下の VoIP 設定に関する表示文から、次の一文を英語に訳してください:「IP SLA VoIP UDP ジッタ動作は、共通のコーデックを使用して VoIP トラフィックを正確にシミュレーションし、ネットワーク内の Cisco IOS デバイス間で一貫性のある音声品質スコア(MOS および ICPIF)を算出します。」

++++ 表示文

VoIP 用の Cisco IOS IP SLA UDP ジッタ動作の設定
このマニュアルでは、Cisco IOS IP Service Level Agreement(SLA; サービス レベル契約)User Datagram Protocol(UDP; ユーザ データグラム プロトコル)ジッタ動作を設定してネットワーク内の Voice over IP(VoIP)品質レベルを予防的にモニタし、IPv4 または IPv6 ネットワーク内のユーザに VoIP レベルを保証できるようにする方法について説明します。IP SLA VoIP UDP ジッタ動作は、共通のコーデックを使用して VoIP トラフィックを正確にシミュレーションし、ネットワーク内の Cisco IOS デバイス間で一貫性のある音声品質スコア(MOS および ICPIF)を算出します。

++++++++
++++ 提供情報

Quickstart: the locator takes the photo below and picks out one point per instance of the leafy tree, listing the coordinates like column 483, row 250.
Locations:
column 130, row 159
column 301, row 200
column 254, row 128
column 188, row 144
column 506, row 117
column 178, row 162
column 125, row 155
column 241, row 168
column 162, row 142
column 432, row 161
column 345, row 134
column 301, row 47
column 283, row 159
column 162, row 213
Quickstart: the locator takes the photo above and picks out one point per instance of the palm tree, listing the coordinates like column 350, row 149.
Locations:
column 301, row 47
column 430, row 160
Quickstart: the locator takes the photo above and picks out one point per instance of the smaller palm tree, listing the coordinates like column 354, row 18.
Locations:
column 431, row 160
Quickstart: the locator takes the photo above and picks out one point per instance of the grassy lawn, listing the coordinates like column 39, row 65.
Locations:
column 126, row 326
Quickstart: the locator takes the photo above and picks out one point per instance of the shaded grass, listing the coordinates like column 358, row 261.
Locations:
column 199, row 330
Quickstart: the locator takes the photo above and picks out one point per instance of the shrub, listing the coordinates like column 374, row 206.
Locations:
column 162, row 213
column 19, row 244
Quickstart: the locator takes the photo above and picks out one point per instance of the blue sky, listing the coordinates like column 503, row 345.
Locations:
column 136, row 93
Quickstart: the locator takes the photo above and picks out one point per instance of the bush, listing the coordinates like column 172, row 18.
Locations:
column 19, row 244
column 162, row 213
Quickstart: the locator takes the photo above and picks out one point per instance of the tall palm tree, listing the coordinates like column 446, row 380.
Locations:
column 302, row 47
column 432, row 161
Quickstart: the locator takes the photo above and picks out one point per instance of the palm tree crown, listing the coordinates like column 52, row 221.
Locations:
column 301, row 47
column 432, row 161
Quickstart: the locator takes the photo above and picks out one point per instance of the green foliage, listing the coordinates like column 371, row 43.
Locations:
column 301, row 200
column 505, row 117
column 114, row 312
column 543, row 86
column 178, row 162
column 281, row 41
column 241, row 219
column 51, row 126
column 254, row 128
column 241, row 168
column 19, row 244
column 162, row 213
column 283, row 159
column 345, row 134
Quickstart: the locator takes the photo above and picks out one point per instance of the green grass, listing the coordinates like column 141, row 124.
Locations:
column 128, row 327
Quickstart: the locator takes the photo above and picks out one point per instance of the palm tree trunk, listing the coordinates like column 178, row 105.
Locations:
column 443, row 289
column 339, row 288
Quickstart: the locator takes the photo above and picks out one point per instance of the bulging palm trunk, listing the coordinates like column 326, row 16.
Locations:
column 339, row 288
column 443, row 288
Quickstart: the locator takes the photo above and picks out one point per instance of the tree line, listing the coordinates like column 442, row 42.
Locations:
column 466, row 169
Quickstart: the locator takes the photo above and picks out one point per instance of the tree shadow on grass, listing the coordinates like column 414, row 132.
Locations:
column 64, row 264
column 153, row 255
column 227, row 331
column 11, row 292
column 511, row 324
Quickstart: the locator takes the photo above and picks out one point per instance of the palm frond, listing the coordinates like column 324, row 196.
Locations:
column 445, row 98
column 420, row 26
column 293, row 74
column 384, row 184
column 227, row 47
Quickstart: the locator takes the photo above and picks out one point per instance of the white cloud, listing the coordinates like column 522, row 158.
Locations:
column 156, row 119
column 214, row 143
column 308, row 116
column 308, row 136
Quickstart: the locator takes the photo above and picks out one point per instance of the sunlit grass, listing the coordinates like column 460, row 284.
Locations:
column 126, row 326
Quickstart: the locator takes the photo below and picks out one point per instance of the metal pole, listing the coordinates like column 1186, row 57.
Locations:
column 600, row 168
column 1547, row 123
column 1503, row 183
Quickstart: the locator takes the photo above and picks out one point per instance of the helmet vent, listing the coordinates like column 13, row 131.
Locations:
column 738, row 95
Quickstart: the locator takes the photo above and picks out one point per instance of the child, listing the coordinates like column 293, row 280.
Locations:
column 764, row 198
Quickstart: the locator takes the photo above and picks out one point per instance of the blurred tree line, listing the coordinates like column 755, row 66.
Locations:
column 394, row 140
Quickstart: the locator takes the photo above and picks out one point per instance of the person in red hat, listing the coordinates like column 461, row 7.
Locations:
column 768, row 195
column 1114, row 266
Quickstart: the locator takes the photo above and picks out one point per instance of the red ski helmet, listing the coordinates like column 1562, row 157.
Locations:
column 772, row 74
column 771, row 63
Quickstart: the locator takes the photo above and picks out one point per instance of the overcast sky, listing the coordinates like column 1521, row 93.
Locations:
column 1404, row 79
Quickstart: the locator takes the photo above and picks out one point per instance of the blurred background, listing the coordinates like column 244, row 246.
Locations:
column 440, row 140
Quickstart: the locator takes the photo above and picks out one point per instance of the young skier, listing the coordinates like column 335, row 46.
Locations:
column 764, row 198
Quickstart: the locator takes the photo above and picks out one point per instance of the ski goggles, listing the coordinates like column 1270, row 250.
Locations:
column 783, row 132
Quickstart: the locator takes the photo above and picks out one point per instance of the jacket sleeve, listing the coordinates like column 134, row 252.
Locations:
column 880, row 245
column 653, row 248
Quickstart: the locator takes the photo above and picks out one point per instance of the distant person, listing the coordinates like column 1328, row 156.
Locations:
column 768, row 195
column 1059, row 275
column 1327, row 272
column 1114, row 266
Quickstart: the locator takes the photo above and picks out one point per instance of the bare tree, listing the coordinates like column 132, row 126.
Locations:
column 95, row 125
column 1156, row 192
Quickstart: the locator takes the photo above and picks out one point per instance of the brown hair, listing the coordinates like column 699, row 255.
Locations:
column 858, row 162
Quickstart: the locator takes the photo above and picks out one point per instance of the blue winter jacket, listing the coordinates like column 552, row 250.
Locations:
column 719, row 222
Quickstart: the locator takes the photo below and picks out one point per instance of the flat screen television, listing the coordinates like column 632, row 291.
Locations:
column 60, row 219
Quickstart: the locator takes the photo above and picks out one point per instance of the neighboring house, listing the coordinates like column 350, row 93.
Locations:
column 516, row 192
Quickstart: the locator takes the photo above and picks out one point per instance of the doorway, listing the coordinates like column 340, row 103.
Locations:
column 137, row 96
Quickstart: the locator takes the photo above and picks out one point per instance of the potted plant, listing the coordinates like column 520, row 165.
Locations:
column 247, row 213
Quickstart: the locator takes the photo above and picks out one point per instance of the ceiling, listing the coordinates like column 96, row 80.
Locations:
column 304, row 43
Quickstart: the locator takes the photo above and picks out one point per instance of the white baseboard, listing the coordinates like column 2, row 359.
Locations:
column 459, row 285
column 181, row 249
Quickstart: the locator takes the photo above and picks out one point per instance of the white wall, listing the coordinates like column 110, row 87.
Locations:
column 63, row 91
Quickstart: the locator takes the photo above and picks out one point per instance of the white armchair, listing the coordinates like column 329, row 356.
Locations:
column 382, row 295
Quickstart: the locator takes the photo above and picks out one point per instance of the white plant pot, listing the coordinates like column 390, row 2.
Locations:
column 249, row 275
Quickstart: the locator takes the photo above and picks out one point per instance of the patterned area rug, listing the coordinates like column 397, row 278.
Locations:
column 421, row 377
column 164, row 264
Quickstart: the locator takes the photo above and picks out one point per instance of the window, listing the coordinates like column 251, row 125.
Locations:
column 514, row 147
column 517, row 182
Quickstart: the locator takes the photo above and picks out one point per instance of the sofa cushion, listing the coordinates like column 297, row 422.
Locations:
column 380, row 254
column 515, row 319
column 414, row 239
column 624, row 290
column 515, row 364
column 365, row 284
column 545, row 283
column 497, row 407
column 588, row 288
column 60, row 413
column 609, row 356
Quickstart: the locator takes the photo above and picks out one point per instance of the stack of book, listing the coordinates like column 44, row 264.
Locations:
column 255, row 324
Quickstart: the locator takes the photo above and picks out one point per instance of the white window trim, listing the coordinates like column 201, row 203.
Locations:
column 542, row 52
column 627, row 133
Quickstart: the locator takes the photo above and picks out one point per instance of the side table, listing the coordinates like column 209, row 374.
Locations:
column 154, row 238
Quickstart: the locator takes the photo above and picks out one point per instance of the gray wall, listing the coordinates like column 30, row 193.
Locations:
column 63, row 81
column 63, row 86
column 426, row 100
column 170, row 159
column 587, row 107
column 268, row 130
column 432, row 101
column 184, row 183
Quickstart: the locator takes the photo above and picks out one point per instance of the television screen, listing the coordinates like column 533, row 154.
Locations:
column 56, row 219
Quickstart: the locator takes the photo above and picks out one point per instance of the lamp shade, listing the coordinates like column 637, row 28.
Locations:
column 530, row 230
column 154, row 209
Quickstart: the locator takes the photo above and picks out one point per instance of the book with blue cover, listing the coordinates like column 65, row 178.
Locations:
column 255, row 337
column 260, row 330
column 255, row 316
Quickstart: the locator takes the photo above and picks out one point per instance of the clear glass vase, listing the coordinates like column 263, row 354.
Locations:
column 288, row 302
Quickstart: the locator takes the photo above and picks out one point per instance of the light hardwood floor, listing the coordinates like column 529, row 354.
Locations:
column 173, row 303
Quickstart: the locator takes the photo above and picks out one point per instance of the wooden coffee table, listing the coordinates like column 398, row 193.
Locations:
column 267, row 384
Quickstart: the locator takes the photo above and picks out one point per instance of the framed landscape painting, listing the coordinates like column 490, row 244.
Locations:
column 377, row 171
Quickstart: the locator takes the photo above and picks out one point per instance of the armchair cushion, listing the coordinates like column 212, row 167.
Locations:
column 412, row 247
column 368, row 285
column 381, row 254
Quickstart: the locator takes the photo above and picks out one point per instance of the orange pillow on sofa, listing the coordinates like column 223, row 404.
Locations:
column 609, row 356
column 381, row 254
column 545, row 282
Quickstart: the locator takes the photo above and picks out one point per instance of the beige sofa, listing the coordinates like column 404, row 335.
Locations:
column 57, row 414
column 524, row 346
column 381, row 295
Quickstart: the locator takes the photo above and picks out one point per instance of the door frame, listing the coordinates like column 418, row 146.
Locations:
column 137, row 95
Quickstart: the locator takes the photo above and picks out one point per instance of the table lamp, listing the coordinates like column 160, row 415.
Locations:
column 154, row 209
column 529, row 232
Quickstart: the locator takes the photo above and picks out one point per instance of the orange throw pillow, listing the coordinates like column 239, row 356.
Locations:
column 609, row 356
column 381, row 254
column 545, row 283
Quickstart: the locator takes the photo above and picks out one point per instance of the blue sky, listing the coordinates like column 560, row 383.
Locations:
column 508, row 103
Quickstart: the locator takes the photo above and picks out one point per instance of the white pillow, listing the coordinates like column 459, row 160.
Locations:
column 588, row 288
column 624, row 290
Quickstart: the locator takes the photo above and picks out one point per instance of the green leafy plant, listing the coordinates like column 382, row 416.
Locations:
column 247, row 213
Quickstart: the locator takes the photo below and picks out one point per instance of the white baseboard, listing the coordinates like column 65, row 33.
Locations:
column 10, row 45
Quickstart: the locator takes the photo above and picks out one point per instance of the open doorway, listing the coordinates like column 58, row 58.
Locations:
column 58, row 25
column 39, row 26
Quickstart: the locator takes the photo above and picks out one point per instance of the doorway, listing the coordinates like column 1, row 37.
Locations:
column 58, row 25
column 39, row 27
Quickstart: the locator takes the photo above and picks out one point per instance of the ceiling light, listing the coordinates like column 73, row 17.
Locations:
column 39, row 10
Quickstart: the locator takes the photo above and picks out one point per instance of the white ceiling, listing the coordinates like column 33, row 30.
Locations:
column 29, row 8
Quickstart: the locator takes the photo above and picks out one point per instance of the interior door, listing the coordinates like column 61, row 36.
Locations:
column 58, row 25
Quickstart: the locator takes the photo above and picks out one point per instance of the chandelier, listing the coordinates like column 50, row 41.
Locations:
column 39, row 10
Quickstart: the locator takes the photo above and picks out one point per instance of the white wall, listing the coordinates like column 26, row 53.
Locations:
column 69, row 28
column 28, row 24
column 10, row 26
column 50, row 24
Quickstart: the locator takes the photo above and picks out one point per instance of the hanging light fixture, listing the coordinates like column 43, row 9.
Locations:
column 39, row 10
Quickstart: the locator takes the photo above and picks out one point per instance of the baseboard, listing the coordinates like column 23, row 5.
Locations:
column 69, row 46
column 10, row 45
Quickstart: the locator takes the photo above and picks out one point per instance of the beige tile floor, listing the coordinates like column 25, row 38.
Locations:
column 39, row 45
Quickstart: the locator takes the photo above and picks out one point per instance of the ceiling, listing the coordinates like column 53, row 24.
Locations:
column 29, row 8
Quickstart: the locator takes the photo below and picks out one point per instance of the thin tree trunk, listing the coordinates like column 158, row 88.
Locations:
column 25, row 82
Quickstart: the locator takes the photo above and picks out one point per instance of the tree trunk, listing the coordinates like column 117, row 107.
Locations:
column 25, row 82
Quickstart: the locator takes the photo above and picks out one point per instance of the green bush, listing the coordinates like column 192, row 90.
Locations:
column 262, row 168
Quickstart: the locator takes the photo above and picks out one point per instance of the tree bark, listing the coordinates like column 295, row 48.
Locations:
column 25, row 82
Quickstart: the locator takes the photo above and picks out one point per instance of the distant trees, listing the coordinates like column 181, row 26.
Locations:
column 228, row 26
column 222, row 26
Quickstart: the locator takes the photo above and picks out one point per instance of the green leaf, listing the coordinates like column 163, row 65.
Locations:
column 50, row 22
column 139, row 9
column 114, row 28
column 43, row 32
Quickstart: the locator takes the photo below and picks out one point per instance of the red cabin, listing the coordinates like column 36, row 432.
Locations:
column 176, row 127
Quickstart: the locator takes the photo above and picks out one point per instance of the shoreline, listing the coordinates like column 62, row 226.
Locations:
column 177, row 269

++++++++

• 解答:
The IP SLA VoIP UDP jitter operation accurately simulates VoIP traffic using common codecs and calculates consistent voice quality scores (MOS and ICPIF) between Cisco IOS devices in the network.